+++ Trecho de origem

Segundo ela, é preciso adotar índices de gestão tributária dos municípios para definir critérios de distribuição dos recursos entre eles. “Os municípios teriam direito a uma proporção do repasse de acordo com o índice de esforço fiscal atingido.”

Arlindo Philippi Jr. enfatizou que os três artigos da Constituição que tratam de política urbana, meio ambiente e saúde pública remetem a funções sociais da cidade, "uma dimensão que estamos ignorando”.

Em sua opinião, o país tem elementos, inclusive legais, para produzir indicadores que possam orientar sobre o que deve ser feito nessas áreas, mas falta a implantação de sistemas de informação confiáveis.

Ele exemplificou com as dificuldades em lidar com a legislação ambiental. “Todo dia sai uma portaria em algum lugar. Teríamos que fazer o que foi feito em países mais avançados: uma consolidação da legislação. Já aconteceram três ou quatro tentativas, mas houve resistências estranhas.”

Para ele, a estrutura técnico-administrativa do país nas três áreas abrangidas pelos artigos pode ter a funcionalidade desejada, “desde que haja decisão política para isso”.

Participação da academia

“O Brasil tem como atender qualquer demanda, mas os órgãos governamentais não têm muito interesse em trabalhar com as universidades, até mesmo os setores com recursos para pesquisa e desenvolvimento. A União, os estados e municípios deveriam se beneficiar dos setores de graduação e pós-graduação do parque universitário instalado em todo o país.”

++++++
+++ Material fornecido

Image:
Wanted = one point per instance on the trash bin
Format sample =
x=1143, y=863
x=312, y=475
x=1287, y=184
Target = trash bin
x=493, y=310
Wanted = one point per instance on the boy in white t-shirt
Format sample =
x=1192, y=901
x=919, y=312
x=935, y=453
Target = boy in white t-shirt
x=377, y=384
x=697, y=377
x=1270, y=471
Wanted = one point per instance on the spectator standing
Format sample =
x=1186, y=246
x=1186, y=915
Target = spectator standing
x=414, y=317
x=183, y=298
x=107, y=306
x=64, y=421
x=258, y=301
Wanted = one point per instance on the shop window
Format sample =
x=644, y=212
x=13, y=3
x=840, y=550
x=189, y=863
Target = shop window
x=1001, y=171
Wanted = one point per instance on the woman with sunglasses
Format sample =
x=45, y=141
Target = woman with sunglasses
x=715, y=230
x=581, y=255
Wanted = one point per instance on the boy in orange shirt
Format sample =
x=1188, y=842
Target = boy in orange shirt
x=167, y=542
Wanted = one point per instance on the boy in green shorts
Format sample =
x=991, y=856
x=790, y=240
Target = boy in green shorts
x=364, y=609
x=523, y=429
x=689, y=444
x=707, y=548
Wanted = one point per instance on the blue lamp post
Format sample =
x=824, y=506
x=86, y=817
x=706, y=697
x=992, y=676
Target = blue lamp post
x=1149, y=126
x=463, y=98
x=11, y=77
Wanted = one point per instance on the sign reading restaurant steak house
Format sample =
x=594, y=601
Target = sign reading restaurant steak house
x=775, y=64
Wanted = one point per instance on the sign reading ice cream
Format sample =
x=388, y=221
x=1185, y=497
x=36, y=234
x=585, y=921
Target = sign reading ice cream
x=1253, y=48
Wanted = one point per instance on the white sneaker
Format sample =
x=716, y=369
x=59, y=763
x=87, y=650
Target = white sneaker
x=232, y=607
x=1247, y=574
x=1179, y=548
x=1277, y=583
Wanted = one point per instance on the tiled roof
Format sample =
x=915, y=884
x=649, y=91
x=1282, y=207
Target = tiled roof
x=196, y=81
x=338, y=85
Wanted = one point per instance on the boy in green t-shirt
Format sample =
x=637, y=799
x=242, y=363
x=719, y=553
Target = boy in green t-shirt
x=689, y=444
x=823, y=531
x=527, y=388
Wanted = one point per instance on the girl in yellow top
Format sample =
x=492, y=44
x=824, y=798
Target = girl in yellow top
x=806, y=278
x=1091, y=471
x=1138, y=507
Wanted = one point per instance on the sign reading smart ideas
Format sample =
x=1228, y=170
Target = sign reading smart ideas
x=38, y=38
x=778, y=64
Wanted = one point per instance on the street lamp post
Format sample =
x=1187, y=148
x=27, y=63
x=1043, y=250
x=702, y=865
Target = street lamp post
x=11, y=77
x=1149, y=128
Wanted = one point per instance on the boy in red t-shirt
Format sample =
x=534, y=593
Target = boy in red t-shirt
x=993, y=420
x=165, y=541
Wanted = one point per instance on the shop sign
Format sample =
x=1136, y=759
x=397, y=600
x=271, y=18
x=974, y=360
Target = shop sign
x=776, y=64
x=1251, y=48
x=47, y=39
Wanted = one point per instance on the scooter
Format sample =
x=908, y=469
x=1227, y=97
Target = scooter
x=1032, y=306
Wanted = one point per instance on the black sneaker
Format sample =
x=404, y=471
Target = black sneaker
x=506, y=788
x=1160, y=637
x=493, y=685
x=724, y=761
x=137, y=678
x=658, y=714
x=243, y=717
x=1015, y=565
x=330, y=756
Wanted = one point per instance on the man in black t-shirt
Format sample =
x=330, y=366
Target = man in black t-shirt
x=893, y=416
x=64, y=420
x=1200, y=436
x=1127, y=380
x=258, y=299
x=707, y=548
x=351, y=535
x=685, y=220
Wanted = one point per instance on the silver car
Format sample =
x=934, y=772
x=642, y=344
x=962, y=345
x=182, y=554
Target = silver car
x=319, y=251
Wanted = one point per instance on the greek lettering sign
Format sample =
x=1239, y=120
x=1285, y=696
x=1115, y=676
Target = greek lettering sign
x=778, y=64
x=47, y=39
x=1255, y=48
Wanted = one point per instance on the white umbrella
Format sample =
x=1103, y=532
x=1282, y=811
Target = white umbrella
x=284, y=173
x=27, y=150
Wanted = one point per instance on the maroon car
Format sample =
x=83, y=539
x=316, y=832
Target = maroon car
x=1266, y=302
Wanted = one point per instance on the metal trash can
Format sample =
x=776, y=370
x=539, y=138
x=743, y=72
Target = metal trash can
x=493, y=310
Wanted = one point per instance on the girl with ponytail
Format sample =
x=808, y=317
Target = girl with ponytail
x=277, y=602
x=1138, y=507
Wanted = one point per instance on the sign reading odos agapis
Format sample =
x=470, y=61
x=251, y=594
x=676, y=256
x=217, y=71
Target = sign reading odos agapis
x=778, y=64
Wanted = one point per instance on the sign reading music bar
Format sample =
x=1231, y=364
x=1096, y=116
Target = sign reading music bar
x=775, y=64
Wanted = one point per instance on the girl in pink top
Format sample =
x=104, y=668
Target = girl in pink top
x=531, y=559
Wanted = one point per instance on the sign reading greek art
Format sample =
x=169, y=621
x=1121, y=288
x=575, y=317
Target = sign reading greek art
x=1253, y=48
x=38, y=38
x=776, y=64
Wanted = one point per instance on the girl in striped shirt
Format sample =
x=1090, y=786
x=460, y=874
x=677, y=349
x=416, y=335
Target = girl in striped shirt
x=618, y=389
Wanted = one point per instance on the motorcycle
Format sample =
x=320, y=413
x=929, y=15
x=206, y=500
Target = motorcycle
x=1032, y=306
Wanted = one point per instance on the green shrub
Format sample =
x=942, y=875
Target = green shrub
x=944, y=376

++++++

Tarefas a realizar:
(a) Liste as áreas que, segundo o trecho sobre política urbana, são tratadas pelos três artigos da Constituição citados por Arlindo Philippi Jr.
(b) Por favor, dê seguimento ao trecho sobre política urbana, escrevendo a parte que viria logo depois da última frase.

Resultados do exercício:
(a) Política urbana, meio ambiente e saúde pública.

(b)
A maior fragilidade para o encaminhamento do processo está na participação da sociedade. “Muitas vezes a participação existente é cooptada por determinados grupos. É preciso também que os conselhos consultivos dessas áreas passem a ser deliberativos, e para isso tem de ter representação social.”

Como diretrizes, Philippi Jr. defendeu a necessidade de integração entre áreas de governo, articulação intra e extragovernamental, prioridade política, recursos financeiros e humanos, continuidade político-administrativas e estabelecimento de planejamento estratégico.

São Paulo

Carlos Leite tratou especificamente da política urbana, em especial para a cidade de São Paulo. "A Constituição definiu a função social das cidades e, além disso, há o Estatuto das Cidades -  um marco regulatório reconhecido internacionalmente -  boas leis, políticas urbanas regulamentadas, bons instrumentos; se temos tudo isso, onde temos falhado em São Paulo?”

Ele indicou alguns fatores que interferem negativamente na política urbana da cidade: sistema de valorização do solo que interfere em vários mecanismos da cidade; taxa média de IPTU (Imposto de Propriedade Territorial Urbana) de 0,48% do valor do imóvel - " muito baixa em relação ao cobrado em outras grandes cidades do mundo; no Canadá é de 3%" -; apenas 30% dos imóveis regularizados; concentração dos recursos para habitação social na União e no estado - “temos todas as leis e mecanismos, mas os recursos não chegam”.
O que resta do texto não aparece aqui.